= Beginning of Section =
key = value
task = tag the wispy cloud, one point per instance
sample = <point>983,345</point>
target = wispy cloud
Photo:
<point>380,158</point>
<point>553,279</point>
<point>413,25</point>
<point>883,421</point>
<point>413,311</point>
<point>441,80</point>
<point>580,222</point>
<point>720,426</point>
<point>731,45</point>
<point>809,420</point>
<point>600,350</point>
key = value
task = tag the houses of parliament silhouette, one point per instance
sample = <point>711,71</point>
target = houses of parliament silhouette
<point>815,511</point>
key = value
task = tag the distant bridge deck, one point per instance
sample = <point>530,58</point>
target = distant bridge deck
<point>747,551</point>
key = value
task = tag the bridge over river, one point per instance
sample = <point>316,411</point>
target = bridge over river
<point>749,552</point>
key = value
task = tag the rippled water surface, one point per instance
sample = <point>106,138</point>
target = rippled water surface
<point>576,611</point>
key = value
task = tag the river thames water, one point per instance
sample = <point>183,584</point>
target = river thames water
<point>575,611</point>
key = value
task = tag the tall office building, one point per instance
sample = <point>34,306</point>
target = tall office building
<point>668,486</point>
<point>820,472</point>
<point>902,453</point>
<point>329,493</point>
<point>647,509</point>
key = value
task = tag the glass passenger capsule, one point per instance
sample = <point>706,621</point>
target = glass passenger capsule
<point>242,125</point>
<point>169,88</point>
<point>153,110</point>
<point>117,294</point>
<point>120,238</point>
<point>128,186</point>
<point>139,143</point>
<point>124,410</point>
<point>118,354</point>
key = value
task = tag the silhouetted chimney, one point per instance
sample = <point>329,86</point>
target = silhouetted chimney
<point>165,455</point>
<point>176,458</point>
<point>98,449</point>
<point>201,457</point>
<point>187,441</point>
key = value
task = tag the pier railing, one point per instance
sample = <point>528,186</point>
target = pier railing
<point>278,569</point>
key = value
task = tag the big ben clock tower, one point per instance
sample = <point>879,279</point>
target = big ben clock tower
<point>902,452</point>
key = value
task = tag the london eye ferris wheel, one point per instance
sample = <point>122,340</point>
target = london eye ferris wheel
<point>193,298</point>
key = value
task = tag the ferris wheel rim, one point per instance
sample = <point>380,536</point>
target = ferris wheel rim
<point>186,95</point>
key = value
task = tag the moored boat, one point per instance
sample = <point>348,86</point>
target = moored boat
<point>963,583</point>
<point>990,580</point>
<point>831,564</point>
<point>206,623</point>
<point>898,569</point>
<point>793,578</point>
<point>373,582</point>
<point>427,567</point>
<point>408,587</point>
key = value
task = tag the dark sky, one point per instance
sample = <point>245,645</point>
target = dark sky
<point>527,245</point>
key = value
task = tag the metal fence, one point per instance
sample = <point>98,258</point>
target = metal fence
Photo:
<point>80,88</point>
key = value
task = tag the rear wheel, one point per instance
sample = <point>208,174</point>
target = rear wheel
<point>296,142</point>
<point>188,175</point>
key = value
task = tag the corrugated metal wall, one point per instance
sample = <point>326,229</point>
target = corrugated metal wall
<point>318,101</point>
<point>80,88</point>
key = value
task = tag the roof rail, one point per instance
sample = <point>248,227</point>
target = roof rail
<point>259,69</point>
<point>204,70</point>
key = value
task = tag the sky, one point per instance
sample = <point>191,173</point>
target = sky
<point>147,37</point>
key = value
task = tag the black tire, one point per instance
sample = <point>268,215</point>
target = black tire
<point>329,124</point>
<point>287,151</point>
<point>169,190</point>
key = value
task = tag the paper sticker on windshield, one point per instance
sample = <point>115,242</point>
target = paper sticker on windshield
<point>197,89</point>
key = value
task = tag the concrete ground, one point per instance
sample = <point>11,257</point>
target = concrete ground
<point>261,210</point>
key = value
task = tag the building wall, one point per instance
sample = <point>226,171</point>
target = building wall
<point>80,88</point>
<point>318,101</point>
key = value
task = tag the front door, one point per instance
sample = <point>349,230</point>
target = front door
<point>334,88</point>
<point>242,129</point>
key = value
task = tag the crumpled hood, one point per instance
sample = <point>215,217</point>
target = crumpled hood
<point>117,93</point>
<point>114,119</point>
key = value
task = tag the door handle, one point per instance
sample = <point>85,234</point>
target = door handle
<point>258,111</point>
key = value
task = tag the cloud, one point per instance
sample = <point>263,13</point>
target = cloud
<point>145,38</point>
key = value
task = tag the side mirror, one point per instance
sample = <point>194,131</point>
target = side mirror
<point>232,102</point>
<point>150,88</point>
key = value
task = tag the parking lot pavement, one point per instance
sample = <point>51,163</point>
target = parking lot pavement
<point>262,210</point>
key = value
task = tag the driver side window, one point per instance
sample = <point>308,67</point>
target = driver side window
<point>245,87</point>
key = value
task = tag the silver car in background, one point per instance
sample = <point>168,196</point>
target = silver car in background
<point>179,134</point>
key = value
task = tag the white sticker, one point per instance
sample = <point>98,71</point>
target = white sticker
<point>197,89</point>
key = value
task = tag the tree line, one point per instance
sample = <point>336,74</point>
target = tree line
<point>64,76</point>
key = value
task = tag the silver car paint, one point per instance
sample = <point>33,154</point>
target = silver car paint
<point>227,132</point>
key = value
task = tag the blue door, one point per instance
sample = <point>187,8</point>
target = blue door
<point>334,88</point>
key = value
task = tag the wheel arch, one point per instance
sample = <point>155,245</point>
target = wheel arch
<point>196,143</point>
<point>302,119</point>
= End of Section =
*Task requirements*. Output all lines from the beginning of the data up to the line holding "sample = <point>706,621</point>", that line included, exactly as written.

*Answer to the problem*.
key = value
task = tag the wispy cloud, one point per instance
sample = <point>983,345</point>
target = wispy cloud
Photo:
<point>380,158</point>
<point>553,279</point>
<point>413,25</point>
<point>883,421</point>
<point>413,311</point>
<point>441,80</point>
<point>580,222</point>
<point>720,426</point>
<point>731,45</point>
<point>809,420</point>
<point>600,350</point>
key = value
task = tag the houses of parliament silhouette, one point per instance
sample = <point>711,71</point>
target = houses of parliament silhouette
<point>815,511</point>
key = value
task = tag the distant bridge deck, one point per instance
sample = <point>530,58</point>
target = distant bridge deck
<point>747,551</point>
key = value
task = tag the bridge over river, one point per instance
sample = <point>316,411</point>
target = bridge over river
<point>749,552</point>
key = value
task = tag the rippled water surface, one point per instance
sample = <point>106,138</point>
target = rippled water surface
<point>576,611</point>
key = value
task = tag the river thames water, one point per instance
sample = <point>183,584</point>
target = river thames water
<point>575,611</point>
key = value
task = tag the tall office building, one point per instance
sample = <point>34,306</point>
target = tall office building
<point>668,486</point>
<point>820,472</point>
<point>902,453</point>
<point>329,493</point>
<point>647,509</point>
key = value
task = tag the glass passenger capsule, one point per instance
sample = <point>706,621</point>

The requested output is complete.